Silwerskerm Film Festival
- Location: Camps Bay, South Africa
- Founded: 2010
- Awards: Silwerskerm Awards
- Artistic director: Karen Meiring
- No. of films: 6 features and 15 shorts in 2019
- Website: kyknet.dstv.com/blad/silwerskermfees

= Silwerskerm Film Festival =

The Silwerskerm Film Festival (Silwerskerm FilmFees), usually called the Silwerskerm Fees, is a film festival held annually in Camps Bay, South Africa. The festival has been held every August since 2010 and is one of the only Afrikaans film festivals in the world.

With around 5000 tickets sold and 6500 admissions each year, it is considered as a niche Afrikaans film festival. Up to 30 films are shown in several sections across cinematic genres. Around six films compete for the festival's top feature length awards, and around fifteen short films are in competition.

######

• **Exercise instructions**
1/ Answer each question from the Silwerskerm Film Festival text:
(a) Since what year has the festival been held every August?
(b) About how many tickets are sold each year?
(c) Who is named as the artistic director?
2/ Repeat the passage of the Silwerskerm Film Festival text starting with "With around 5000" and going on through "are in competition.".
The lines after this point come from a separate source and are unrelated to the Silwerskerm Film Festival text.

• **Source excerpt**
######

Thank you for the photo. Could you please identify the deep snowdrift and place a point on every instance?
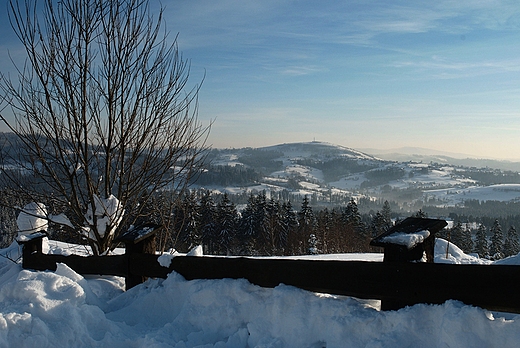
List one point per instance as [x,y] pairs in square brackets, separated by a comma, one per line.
[64,309]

######

• **Solutions in order**
1/
(a) 2010
(b) Around 5000
(c) Karen Meiring

2/
With around 5000 tickets sold and 6500 admissions each year, it is considered as a niche Afrikaans film festival. Up to 30 films are shown in several sections across cinematic genres. Around six films compete for the festival's top feature length awards, and around fifteen short films are in competition.